◆ **EXCERPTED TEXT**:
++++++++++++++++++++

Cromwell, who, perhaps, had not leisure to study foreign politicks, was very fatally mistaken with regard to Spain and France. Spain had been the last power in Europe which had openly pretended to give law to other nations, and the memory of this terrour remained, when the real cause was at an end. We had more lately been frighted by Spain than by France; and though very few were then alive of the generation that had their sleep broken by the armada, yet the name of the Spaniards was still terrible and a war against them was pleasing to the people.
Our own troubles had left us very little desire to look out upon the continent; an inveterate prejudice hindered us from perceiving, that, for more than half a century, the power of France had been increasing, and that of Spain had been growing less; nor does it seem to have been remembered, which yet required no great depth of policy to discern, that of two monarchs, neither of which could be long our friend, it was our interest to have the weaker near us; or, that if a war should happen, Spain, however wealthy or strong in herself, was, by the dispersion of her territories, more obnoxious to the attacks of a naval power, and, consequently, had more to fear from us, and had it less in her power to hurt us.
All these considerations were overlooked by the wisdom of that age; and Cromwell assisted the French to drive the Spaniards out of Flanders, at a time when it was our interest to have supported the Spaniards against France, as formerly the Hollanders against Spain, by which we might, at least, have retarded the growth of the French power, though, I think, it must have finally prevailed.
During this time our colonies, which were less disturbed by our commotions than the mother-country, naturally increased; it is probable that many, who were unhappy at home, took shelter in those remote regions, where, for the sake of inviting greater numbers, every one was allowed to think and live his own way. The French settlement, in the mean time, went slowly forward, too inconsiderable to raise any jealousy, and too weak to attempt any encroachments.
When Cromwell died, the confusions that followed produced the restoration of monarchy, and some time was employed in repairing the ruins of our constitution, and restoring the nation to a state of peace. In every change, there will be many that suffer real or imaginary grievances, and, therefore, many will be dissatisfied. This was, perhaps, the reason why several colonies had their beginning in the reign of Charles the second. The quakers willingly sought refuge in Pennsylvania; and it is not unlikely that Carolina owed its inhabitants to the remains of that restless disposition, which had given so much disturbance to our country, and had now no opportunity of acting at home.
The Dutch, still continuing to increase in wealth and power, either kindled the resentment of their neighbours by their insolence, or raised their envy by their prosperity. Charles made war upon them without much advantage; but they were obliged, at last, to confess him the sovereign of the narrow seas. They were reduced almost to extremities by an invasion from France; but soon recovered from their consternation, and, by the fluctuation of war, regained their cities and provinces with the same speed as they had lost them.
During the time of Charles the second, the power of France was every day increasing; and Charles, who never disturbed himself with remote consequences, saw the progress of her arms and the extension of her dominions, with very little uneasiness. He was, indeed, sometimes driven, by the prevailing faction, into confederacies against her; but as he had, probably, a secret partiality in her favour, he never persevered long in acting against her, nor ever acted with much vigour; so that, by his feeble resistance, he rather raised her confidence than hindered her designs.

++++++++++++++++++++

◆ **DATA SUPPLIED**:
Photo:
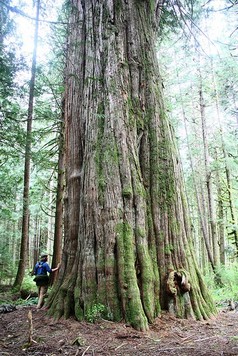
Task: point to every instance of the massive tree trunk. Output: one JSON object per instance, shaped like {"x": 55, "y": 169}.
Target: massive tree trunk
{"x": 127, "y": 235}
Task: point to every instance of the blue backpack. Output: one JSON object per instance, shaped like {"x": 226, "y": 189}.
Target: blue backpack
{"x": 41, "y": 277}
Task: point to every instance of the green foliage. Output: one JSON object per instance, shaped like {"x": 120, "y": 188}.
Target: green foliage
{"x": 28, "y": 284}
{"x": 95, "y": 312}
{"x": 229, "y": 288}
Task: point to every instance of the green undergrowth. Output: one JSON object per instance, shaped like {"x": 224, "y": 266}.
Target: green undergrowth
{"x": 228, "y": 288}
{"x": 26, "y": 296}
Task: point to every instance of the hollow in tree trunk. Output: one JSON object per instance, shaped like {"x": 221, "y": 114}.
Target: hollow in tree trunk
{"x": 127, "y": 235}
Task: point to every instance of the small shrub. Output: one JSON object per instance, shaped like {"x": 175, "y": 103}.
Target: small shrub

++++++++++++++++++++

◆ **TO BE DONE**:
1. Answer these from the passage on Cromwell, Charles the second, and foreign policy:
(a) Which nation did Cromwell help drive the Spaniards out of Flanders?
(b) Who willingly sought refuge in Pennsylvania?
(c) What were the Dutch at last obliged to confess Charles to be?
2. Name every continent, country, region, or colony that the passage on Cromwell, Charles the second, and foreign policy mentions by its proper name.
3. Please carry on the passage on Cromwell, Charles the second, and foreign policy, starting after its final sentence.

◆ **RESPONSES FOR EACH TASK**:
1.
(a) France
(b) The quakers
(c) The sovereign of the narrow seas

2. Spain, Europe, France, Flanders, Pennsylvania, Carolina

3.
About this time the French first began to perceive the advantage of commerce, and the importance of a naval force; and such encouragement was given to manufactures, and so eagerly was every project received, by which trade could be advanced, that, in a few years, the sea was filled with their ships, and all the parts of the world crowded with their merchants. There is, perhaps, no instance in human story, of such a change produced in so short a time, in the schemes and manners of a people, of so many new sources of wealth opened, and such numbers of artificers and merchants made to start out of the ground, as was seen in the ministry of Colbert.
Now it was that the power of France became formidable to England. Her dominions were large before, and her armies numerous; but her operations were necessarily confined to the continent. She had neither ships for the transportation of her troops, nor money for their support in distant expeditions. Colbert saw both these wants, and saw that commerce only would supply them. The fertility of their country furnishes the French with commodities; the poverty of the common people keeps the price of labour low. By the obvious practice of selling much and buying little, it was apparent, that they would soon draw the wealth of other countries into their own; and, by carrying out their merchandise in their own vessels, a numerous body of sailors would quickly be raised.
This was projected, and this was performed. The king of France was soon enabled to bribe those whom he could not conquer, and to terrify, with his fleets, those whom his armies could not have approached. The influence of France was suddenly diffused all over the globe; her arms were dreaded, and her pensions received in remote regions, and those were almost ready to acknowledge her sovereignty, who, a few years before, had scarcely heard her name. She thundered on the coasts of Africa, and received ambassadours from Siam.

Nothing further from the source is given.